──────── Document section ────────

Okawa was born into a family who had lived in Asakusa-Abekawa-cho for nine generations. The boy who dreamed of becoming a professional rakugo comic storyteller was already carving images of the Buddha good enough to sell when he was just an elementary school student. Having completed his apprenticeship, he began his independent career at the age of 19.

 

But then he was conscripted. Even now, the work that he laments most of all is the statue of Kannon, the Goddess of Mercy, that he carved for his devout father. He made it just before becoming an infantry soldier with the Imperial Guards, preparing himself for an imminent death in battle, but it was burned to ashes with his house in the indiscriminate bombing of Tokyo in the early hours of March 10, 1945, a raid said to have claimed 100,000 lives. The next morning, he rushed from the Military Police Academy at Nakano to the place where his home had stood, only to be met by scenes of appalling devastation.

 

Because he had been in the military police, he was barred from public office, but he was content to return to plowing his own furrow as a sculptor of Buddhist statues. As well as applying himself to the task of restoring Buddhist statues damaged and destroyed by fire in the air raids, he also made a name for himself with his leather work and was rewarded with the Medal with Yellow Ribbon.

────────

* What you will do *
(a) Translate this sentence from the text on Okawa's life into Spanish: "Having completed his apprenticeship, he began his independent career at the age of 19."
(b) List each line in the rows that contains the word "forested". Case counts.

──────── Excerpted data ────────

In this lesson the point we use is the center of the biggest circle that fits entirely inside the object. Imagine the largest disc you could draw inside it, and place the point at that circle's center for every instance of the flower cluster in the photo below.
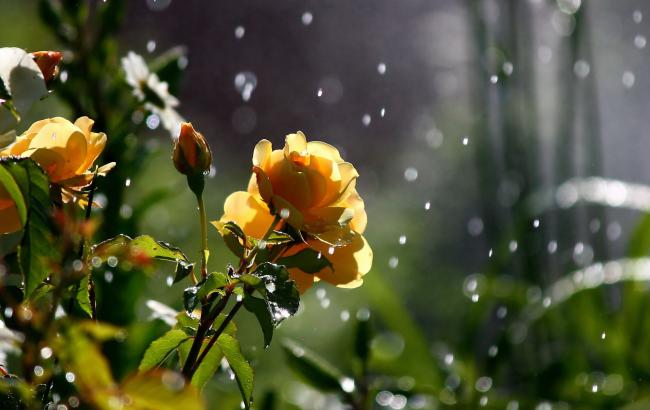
(312, 189)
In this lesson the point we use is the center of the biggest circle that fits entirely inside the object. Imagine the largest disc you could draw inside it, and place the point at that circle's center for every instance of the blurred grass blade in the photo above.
(312, 368)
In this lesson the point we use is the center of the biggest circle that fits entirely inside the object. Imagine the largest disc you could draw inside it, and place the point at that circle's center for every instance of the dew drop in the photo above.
(410, 174)
(112, 261)
(640, 41)
(393, 262)
(46, 352)
(245, 84)
(239, 32)
(307, 18)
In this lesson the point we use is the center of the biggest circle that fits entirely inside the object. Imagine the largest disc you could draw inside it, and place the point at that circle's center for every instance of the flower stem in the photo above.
(216, 335)
(268, 233)
(204, 237)
(207, 318)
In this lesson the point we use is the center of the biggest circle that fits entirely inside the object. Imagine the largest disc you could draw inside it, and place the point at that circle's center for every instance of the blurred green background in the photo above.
(505, 275)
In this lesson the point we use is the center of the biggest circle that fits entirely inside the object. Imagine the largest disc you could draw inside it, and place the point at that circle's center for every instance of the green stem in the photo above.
(204, 237)
(251, 256)
(216, 335)
(207, 318)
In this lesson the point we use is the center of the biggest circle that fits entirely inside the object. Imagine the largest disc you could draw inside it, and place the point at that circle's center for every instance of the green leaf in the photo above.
(233, 236)
(160, 390)
(36, 251)
(189, 298)
(307, 260)
(362, 339)
(208, 366)
(315, 370)
(187, 323)
(259, 308)
(12, 188)
(239, 365)
(639, 244)
(83, 296)
(275, 238)
(280, 291)
(142, 248)
(214, 281)
(160, 348)
(251, 280)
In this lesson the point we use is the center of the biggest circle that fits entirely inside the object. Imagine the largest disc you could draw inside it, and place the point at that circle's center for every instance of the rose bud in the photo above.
(192, 154)
(48, 62)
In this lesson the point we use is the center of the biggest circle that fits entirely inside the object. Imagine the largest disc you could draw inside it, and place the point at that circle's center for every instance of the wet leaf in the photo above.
(279, 290)
(161, 390)
(239, 365)
(208, 366)
(312, 368)
(141, 250)
(261, 311)
(36, 250)
(214, 281)
(160, 348)
(307, 260)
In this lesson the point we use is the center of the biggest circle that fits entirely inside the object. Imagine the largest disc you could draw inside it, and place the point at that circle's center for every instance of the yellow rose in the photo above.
(309, 185)
(9, 219)
(64, 150)
(311, 181)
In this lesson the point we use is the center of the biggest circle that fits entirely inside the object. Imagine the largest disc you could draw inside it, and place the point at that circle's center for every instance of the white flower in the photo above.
(148, 88)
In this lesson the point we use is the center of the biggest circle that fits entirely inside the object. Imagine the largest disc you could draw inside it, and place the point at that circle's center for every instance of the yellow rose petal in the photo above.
(251, 215)
(350, 262)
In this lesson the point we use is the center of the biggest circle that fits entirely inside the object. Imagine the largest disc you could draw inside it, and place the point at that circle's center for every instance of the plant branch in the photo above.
(207, 318)
(216, 335)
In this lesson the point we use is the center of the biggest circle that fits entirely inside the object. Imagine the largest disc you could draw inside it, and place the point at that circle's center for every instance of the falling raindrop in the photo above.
(640, 41)
(475, 226)
(245, 84)
(239, 32)
(393, 262)
(581, 68)
(153, 121)
(307, 18)
(628, 79)
(410, 174)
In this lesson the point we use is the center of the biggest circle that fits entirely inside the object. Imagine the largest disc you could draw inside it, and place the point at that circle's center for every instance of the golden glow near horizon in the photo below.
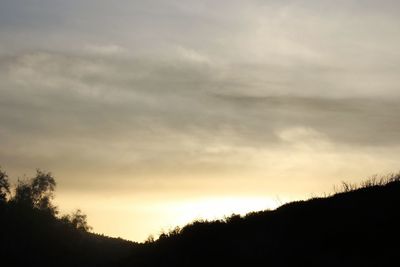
(154, 113)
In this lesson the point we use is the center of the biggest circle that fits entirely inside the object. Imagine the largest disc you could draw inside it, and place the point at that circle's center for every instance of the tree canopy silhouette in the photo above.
(4, 186)
(37, 192)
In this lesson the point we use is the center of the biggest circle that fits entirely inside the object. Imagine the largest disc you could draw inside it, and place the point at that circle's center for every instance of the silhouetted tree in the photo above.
(4, 186)
(37, 192)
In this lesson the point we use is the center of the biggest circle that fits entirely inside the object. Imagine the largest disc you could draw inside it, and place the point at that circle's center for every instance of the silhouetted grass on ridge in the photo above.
(357, 225)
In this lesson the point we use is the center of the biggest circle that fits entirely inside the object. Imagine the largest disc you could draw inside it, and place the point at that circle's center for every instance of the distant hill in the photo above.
(355, 227)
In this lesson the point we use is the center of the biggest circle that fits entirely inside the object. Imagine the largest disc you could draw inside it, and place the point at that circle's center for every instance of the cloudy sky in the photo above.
(153, 113)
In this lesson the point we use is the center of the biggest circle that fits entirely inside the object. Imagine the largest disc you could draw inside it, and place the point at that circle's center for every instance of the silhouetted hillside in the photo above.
(356, 227)
(32, 233)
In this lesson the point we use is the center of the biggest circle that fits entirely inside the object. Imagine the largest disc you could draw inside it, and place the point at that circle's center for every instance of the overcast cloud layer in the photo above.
(116, 93)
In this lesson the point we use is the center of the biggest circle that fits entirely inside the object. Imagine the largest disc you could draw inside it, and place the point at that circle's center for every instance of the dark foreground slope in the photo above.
(356, 228)
(31, 237)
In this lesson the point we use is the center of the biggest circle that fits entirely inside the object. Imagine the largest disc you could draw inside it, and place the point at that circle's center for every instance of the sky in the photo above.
(151, 114)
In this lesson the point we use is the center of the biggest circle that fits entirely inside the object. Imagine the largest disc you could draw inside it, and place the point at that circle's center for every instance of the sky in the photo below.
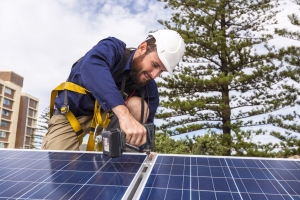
(41, 39)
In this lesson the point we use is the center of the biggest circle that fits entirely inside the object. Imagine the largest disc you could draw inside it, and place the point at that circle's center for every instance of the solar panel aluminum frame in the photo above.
(137, 185)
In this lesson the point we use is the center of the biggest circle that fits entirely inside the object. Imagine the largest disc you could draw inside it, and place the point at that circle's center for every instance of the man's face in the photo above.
(146, 67)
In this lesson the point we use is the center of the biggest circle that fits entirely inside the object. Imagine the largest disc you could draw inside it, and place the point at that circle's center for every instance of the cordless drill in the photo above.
(114, 141)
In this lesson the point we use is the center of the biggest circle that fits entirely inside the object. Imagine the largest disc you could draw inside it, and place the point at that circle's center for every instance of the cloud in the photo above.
(40, 40)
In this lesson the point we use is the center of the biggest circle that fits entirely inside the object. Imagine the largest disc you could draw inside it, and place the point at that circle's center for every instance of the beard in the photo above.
(137, 71)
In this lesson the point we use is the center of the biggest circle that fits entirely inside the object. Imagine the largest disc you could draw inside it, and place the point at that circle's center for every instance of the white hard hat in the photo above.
(170, 48)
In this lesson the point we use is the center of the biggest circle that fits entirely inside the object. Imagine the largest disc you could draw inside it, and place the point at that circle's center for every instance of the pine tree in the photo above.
(226, 82)
(41, 129)
(290, 57)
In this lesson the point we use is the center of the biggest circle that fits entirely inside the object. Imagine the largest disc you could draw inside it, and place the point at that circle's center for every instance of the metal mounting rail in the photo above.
(137, 185)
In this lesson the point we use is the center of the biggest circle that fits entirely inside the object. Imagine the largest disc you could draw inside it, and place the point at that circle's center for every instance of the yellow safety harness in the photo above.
(97, 121)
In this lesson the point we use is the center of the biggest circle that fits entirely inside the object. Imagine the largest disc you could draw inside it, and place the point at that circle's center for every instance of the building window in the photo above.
(6, 102)
(4, 123)
(5, 112)
(8, 91)
(3, 134)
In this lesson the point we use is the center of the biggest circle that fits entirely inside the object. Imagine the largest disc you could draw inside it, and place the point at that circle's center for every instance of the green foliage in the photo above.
(223, 83)
(41, 129)
(209, 144)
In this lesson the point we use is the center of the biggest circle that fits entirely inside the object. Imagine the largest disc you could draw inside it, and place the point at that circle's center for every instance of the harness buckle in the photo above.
(64, 109)
(125, 96)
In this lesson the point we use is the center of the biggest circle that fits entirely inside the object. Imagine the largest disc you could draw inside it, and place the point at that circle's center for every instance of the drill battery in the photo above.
(114, 141)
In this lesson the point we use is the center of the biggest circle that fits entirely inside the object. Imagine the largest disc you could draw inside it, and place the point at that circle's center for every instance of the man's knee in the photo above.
(135, 108)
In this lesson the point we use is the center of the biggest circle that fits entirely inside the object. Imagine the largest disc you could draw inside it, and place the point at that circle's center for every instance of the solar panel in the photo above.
(29, 174)
(198, 177)
(65, 175)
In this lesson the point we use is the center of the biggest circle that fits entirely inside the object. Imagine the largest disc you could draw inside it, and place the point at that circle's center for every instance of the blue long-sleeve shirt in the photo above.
(95, 73)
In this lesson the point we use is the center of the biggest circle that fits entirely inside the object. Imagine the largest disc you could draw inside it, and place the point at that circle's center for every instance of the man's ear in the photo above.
(142, 48)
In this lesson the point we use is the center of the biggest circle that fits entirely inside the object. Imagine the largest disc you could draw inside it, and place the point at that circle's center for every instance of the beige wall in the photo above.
(20, 113)
(14, 112)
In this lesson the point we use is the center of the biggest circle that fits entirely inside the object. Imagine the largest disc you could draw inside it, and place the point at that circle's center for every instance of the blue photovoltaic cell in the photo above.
(65, 175)
(187, 177)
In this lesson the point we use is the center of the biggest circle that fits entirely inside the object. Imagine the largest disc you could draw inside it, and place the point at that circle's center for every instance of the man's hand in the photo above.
(135, 132)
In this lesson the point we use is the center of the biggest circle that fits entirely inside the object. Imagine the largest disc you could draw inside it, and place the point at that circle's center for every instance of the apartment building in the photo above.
(18, 112)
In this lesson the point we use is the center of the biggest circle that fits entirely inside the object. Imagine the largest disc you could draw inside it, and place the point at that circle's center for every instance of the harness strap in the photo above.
(97, 121)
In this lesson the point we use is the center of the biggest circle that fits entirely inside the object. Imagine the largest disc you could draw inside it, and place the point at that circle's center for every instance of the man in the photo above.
(96, 73)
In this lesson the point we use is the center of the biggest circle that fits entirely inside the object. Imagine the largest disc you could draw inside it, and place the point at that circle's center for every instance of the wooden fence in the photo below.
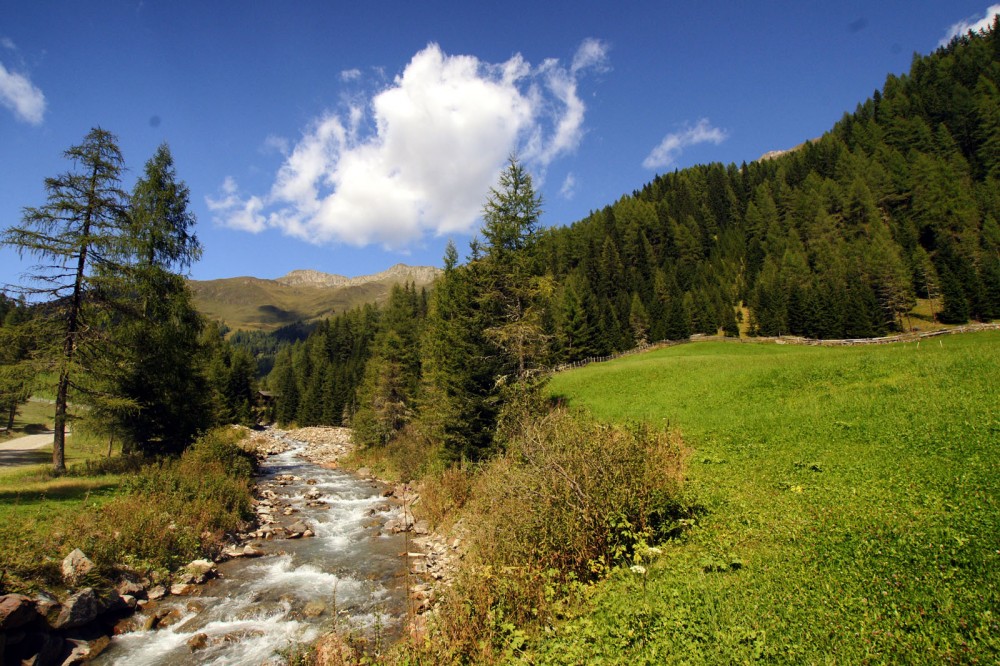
(781, 340)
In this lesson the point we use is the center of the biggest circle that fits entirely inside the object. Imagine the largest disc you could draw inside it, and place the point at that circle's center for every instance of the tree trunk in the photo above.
(59, 438)
(72, 328)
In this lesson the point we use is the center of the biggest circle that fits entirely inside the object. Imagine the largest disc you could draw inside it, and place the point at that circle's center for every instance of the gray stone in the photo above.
(16, 610)
(80, 609)
(85, 651)
(76, 566)
(198, 641)
(201, 570)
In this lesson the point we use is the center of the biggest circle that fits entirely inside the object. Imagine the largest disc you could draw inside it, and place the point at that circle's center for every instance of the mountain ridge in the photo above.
(252, 303)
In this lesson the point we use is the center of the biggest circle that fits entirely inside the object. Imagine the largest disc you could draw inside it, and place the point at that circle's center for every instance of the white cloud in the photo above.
(568, 189)
(593, 53)
(420, 156)
(21, 96)
(972, 23)
(275, 143)
(674, 144)
(238, 213)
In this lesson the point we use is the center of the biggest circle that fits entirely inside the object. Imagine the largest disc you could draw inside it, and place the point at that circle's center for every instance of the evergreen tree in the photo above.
(79, 236)
(154, 393)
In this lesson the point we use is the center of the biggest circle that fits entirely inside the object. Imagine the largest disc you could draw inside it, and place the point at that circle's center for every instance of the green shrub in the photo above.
(568, 500)
(577, 496)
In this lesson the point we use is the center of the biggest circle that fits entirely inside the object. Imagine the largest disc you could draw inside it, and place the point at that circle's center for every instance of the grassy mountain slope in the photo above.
(851, 506)
(250, 303)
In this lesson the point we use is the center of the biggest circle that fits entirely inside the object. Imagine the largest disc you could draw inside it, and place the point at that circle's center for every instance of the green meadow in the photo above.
(846, 502)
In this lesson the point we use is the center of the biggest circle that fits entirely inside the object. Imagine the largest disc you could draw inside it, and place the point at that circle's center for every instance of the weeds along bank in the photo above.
(851, 507)
(129, 516)
(567, 502)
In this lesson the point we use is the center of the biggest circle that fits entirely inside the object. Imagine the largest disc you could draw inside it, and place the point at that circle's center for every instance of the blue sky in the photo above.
(346, 137)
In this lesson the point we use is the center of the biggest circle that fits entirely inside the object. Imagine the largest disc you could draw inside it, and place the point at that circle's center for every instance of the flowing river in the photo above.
(348, 576)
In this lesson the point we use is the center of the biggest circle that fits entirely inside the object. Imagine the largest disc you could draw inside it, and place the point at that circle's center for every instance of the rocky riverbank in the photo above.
(432, 558)
(78, 624)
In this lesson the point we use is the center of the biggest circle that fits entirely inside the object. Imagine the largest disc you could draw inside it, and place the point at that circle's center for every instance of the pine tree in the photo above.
(79, 236)
(154, 393)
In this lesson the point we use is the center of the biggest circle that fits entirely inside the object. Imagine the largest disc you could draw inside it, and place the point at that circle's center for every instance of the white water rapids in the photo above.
(350, 576)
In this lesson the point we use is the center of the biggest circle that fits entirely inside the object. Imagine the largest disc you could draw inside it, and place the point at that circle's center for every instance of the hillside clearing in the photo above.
(851, 505)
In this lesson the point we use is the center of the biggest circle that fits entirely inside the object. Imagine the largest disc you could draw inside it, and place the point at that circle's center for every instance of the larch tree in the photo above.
(79, 237)
(156, 393)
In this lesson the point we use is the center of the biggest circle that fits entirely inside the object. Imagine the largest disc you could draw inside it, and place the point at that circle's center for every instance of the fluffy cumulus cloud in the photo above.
(667, 152)
(568, 189)
(973, 23)
(420, 156)
(19, 94)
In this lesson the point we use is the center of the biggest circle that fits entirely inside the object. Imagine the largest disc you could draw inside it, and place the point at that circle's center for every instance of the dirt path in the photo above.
(25, 450)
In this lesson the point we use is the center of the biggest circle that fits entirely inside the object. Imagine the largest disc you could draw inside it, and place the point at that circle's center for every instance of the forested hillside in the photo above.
(900, 200)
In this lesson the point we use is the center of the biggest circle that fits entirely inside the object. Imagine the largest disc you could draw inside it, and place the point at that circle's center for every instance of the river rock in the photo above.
(296, 529)
(76, 566)
(397, 525)
(183, 589)
(34, 648)
(83, 608)
(131, 587)
(48, 607)
(198, 641)
(84, 651)
(16, 610)
(201, 571)
(314, 608)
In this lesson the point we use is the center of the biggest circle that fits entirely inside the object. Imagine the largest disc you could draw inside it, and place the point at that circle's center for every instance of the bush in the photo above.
(568, 500)
(577, 496)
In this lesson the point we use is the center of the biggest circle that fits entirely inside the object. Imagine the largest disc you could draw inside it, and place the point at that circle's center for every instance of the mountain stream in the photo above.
(348, 576)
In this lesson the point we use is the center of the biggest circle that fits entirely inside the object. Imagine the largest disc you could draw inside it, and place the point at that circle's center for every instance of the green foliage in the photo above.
(576, 496)
(151, 391)
(856, 487)
(156, 516)
(81, 237)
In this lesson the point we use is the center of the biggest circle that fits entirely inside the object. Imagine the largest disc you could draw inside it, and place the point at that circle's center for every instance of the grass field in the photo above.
(850, 506)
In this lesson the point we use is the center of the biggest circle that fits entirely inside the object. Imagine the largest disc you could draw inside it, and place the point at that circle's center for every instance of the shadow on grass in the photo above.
(63, 490)
(19, 458)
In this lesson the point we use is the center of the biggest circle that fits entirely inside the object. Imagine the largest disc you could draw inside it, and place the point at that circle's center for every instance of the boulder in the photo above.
(82, 608)
(314, 608)
(35, 648)
(156, 593)
(16, 610)
(201, 571)
(198, 641)
(296, 529)
(84, 651)
(131, 587)
(397, 525)
(76, 566)
(183, 589)
(48, 607)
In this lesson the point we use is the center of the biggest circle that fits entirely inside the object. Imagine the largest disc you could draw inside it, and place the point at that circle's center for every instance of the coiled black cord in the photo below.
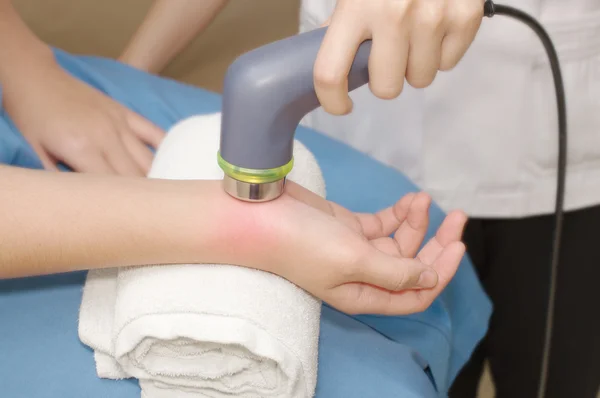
(491, 9)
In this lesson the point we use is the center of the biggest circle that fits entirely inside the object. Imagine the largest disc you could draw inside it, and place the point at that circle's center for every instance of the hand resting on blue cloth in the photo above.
(443, 335)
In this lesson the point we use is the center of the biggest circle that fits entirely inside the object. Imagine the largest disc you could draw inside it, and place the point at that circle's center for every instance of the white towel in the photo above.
(204, 330)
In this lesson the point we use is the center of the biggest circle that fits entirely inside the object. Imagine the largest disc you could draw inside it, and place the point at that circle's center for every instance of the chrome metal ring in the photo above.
(252, 192)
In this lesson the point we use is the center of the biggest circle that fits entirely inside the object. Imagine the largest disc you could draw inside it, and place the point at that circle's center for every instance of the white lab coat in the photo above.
(483, 137)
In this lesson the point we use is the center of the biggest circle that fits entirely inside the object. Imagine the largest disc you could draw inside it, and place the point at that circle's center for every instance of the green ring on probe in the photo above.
(254, 176)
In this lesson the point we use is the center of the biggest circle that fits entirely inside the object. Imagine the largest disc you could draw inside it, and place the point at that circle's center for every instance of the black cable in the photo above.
(491, 9)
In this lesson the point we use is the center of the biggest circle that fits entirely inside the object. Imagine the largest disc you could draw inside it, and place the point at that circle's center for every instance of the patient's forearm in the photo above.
(57, 222)
(168, 28)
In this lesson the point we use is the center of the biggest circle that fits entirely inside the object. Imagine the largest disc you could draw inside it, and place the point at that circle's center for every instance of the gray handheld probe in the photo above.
(268, 91)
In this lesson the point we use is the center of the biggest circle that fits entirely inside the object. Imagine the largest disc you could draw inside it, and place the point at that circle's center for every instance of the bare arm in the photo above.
(58, 222)
(21, 52)
(168, 28)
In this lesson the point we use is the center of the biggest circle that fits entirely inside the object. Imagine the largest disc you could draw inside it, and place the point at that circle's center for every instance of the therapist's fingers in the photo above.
(88, 161)
(464, 21)
(145, 130)
(334, 60)
(393, 273)
(47, 161)
(427, 31)
(119, 157)
(388, 59)
(138, 150)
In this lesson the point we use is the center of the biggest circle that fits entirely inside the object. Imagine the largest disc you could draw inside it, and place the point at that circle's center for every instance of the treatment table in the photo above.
(359, 356)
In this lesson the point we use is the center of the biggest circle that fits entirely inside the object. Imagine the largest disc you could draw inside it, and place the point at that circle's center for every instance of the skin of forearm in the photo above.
(54, 222)
(168, 28)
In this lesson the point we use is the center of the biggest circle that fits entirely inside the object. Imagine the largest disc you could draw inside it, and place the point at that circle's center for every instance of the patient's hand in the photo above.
(67, 121)
(348, 259)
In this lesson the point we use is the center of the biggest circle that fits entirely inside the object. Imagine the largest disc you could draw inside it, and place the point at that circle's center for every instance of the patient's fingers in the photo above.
(386, 245)
(411, 232)
(450, 231)
(393, 273)
(386, 221)
(368, 299)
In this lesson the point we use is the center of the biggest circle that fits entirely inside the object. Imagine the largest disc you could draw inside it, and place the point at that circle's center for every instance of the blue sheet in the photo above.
(360, 357)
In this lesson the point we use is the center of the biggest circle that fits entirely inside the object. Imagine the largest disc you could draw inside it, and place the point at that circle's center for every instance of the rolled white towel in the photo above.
(204, 330)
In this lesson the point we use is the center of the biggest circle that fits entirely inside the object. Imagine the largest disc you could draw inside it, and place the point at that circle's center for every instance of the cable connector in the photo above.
(489, 8)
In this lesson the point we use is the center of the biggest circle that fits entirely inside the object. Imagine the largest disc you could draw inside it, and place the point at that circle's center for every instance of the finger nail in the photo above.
(427, 279)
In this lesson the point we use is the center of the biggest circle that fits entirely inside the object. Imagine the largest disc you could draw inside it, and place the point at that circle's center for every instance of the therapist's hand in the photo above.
(348, 259)
(412, 39)
(67, 121)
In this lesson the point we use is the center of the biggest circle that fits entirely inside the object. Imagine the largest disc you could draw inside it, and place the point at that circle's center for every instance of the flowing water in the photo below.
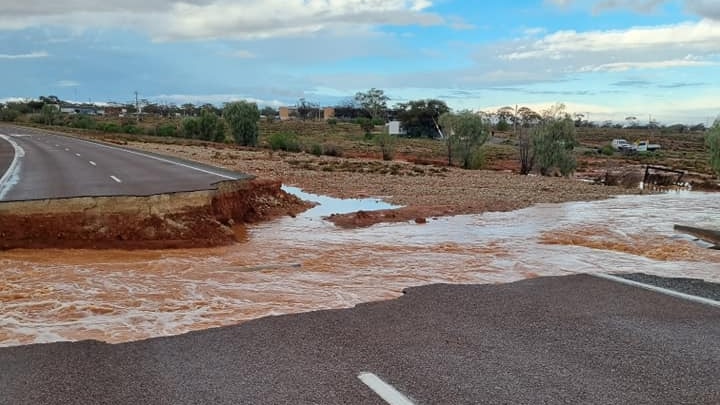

────────

* Correct answers *
(a) Tras completar su aprendizaje, comenzó su carrera independiente a los 19 años.

(b)
In this lesson the point we use is the center of the biggest circle that fits entirely inside the object. Imagine the largest disc you could draw inside it, and place the point at that circle's center for every instance of the forested hillside in the photo above.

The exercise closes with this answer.